**Aim a**: Name every designer toy platform mentioned in the passage on designer toys.

From its earliest days, the Designer Toy and Urban Vinyl movement has possessed, at its core, a highly collaborative spirit. The Designer Toy “platform” quickly rose to a position of prominence within this emerging field. Popularized by Toy2R’s Qee and KidRobot’s Munny, among others, a “platform”consists of a generic figurative form that lacks detail and thereby invites customization through surface design. This strategy affords the company that produces the objects two key opportunities. It can enlist any number of artists and designers to provide surface designs for limited or unlimited production of various iterations of a singular popular form, and it can also sell “blanks”, or figures with featureless surfaces, that the general public can purchase and customize themselves (See Figure 2).
Figure 2: Raffy, a Designer Toy “Platform” produced by Kid Robot
In “A Vinyl Platform for Dissent: Designer Toys and Character Merchandising” (Journal of Visual Culture August 2010 vol. 9), author Marc Steinberg argues that the “Urban Vinyl” subculture represents a “site of resistance to the contemporary circulation of images and things”. This article argues that the field represents “a materially situated critique of the commercial practice of character merchandising,” stripping characters of their adherence to formula and branding, and the corporate entertainment franchising that governs that world. It is in this sense that Steinberg deems “Designer Toys” to be truly disruptive, as they create and exploit gaps in normative cultural communication.
The Designer Toy “platform” represents the most aggressive challenge of all to the standardization of traditional character merchandising. By definition, all work created for a “platform” is collaborative in nature, and as Steinberg suggests, “runs counter to one of the basic tenets of character merchandising: the presumed singularity and uniqueness of a given character’s shape, color, and design.”

**Object position labeling records**:
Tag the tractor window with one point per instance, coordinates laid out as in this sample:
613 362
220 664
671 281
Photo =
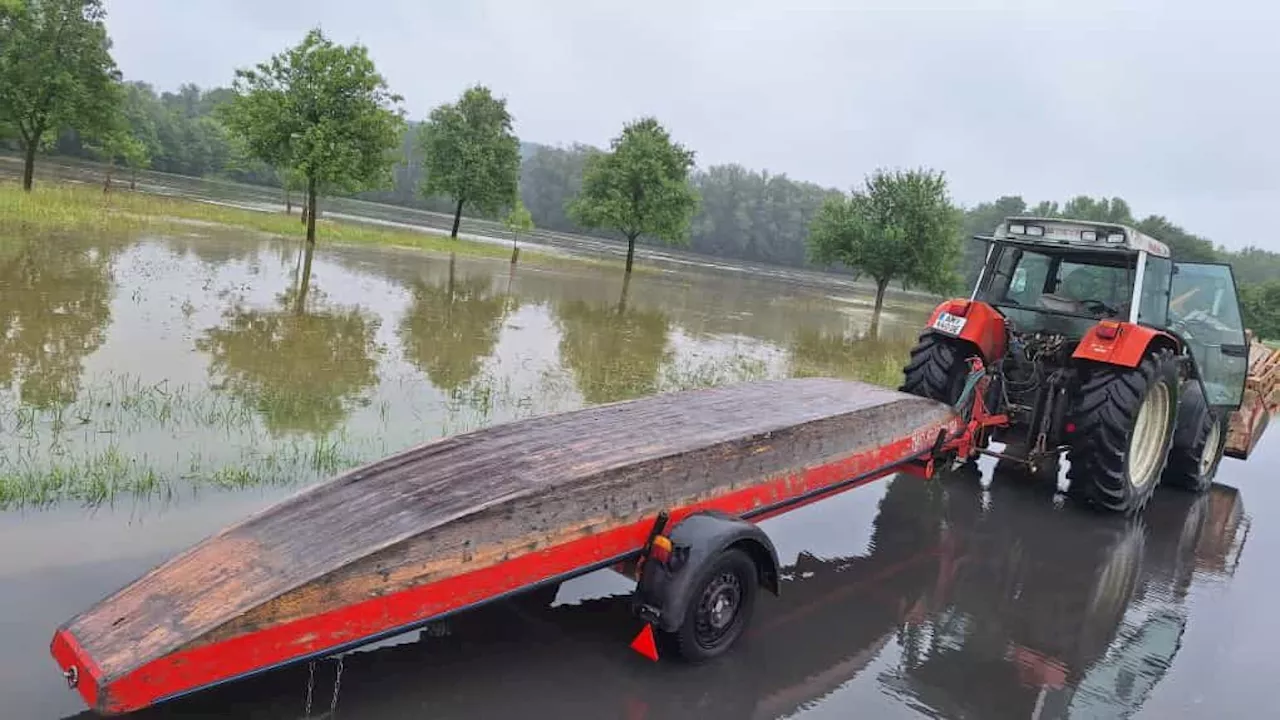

**Aim b**: Reproduce every line of the object position labeling records above word for word, leaving out the pictures.

**Full response a**: Qee, Munny, Raffy

**Full response b**:
Tag the tractor window with one point per instance, coordinates laid out as in this sample:
613 362
220 664
671 281
Photo =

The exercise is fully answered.